Task directions: Please retype the part of the oil and gas operations report below from "RESULTS OF OPERATIONS" up to and including "at $1.30 per MCF.", keeping every word and figure unchanged.

The Company continues to seek joint venture financing for its properties and to
acquire properties with near term revenue generating capability. Management's
efforts to evaluate, identify and/or acquire such revenue generating prospects
and to further develop its exiting properties are ongoing.
RESULTS OF OPERATIONS
Revenues from oil and gas sales increased significantly during the three and six
months ended March 31, 1998. Oil and gas sales were $100,683 for the six months
ended March 31, 1998 and increase of $46,160 or 85%. Oil and gas sales for the
three months ended March 31, 1998 were $45,893 compared to $35,943 an increase
of $9,950 or 28%. The increase was due to the acquisition of additional
producing gas wells in Kansas during the last quarter of 1997, which resulted in
improved production rates for the last six months. Production increases of
approximately 26,000 MCF (68,950 MCF compared to 42,780) for the six months
period were the primary reason for the increase in oil and gas revenues. Prices
were constant at $1.30 per MCF.
Oil and gas operating expenses increased $30,450 (from $25,478 to $55,928) an
increase of 120% due primarily to workover requirements of the newly acquired
Kansas gas wells. Operating costs for the three months ended March 31, 1998 and
1997 were comparable and constant.

Entries supplied:
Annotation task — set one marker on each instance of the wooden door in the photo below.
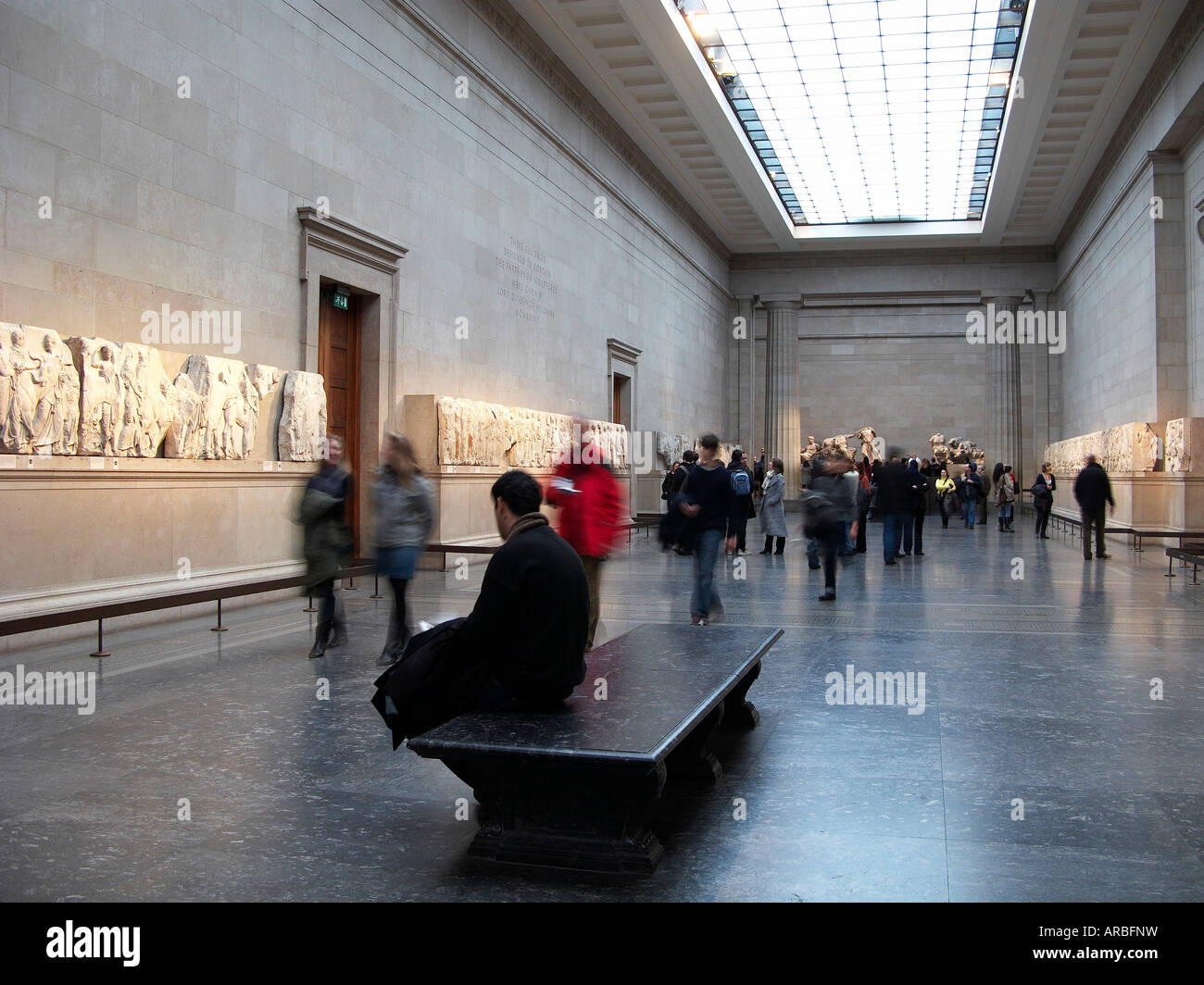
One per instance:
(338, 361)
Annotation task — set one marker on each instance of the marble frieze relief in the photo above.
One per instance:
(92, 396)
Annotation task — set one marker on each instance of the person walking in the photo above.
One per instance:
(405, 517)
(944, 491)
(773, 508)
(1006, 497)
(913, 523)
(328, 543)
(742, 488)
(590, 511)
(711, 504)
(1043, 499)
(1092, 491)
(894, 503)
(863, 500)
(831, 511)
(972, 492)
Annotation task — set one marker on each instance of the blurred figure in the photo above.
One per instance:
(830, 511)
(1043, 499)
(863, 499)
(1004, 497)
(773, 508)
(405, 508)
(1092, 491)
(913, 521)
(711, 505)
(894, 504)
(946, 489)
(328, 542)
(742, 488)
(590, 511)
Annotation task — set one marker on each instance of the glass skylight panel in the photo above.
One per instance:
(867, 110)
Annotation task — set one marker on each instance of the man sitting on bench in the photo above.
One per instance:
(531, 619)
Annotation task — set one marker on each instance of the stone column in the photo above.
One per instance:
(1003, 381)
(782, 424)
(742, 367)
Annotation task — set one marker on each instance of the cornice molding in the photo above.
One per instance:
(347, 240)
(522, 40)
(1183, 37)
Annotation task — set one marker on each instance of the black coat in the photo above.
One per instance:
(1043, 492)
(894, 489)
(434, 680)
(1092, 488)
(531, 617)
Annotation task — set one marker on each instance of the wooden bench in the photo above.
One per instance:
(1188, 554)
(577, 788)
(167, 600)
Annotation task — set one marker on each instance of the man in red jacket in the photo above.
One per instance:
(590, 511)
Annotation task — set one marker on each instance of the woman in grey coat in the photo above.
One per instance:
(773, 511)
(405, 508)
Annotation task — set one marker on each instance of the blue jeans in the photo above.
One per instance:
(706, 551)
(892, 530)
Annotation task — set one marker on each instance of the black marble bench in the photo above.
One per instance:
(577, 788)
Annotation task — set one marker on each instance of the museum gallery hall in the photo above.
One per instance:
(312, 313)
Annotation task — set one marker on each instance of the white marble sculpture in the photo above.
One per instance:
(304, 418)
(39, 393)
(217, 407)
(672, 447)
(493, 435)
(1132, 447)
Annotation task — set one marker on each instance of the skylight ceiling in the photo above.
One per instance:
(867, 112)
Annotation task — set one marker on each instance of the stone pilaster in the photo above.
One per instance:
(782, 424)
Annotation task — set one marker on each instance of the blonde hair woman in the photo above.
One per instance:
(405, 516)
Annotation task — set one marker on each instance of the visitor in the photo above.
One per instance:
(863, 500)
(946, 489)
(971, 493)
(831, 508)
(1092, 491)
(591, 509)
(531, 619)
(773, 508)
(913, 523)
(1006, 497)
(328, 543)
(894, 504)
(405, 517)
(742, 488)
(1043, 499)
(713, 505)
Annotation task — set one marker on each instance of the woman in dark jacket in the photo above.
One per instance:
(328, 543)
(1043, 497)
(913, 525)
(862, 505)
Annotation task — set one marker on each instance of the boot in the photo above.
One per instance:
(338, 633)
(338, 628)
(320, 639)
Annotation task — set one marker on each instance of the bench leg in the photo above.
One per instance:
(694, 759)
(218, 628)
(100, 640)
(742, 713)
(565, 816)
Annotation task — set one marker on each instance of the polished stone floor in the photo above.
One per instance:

Output for this exercise:
RESULTS OF OPERATIONS
Revenues from oil and gas sales increased significantly during the three and six
months ended March 31, 1998. Oil and gas sales were $100,683 for the six months
ended March 31, 1998 and increase of $46,160 or 85%. Oil and gas sales for the
three months ended March 31, 1998 were $45,893 compared to $35,943 an increase
of $9,950 or 28%. The increase was due to the acquisition of additional
producing gas wells in Kansas during the last quarter of 1997, which resulted in
improved production rates for the last six months. Production increases of
approximately 26,000 MCF (68,950 MCF compared to 42,780) for the six months
period were the primary reason for the increase in oil and gas revenues. Prices
were constant at $1.30 per MCF.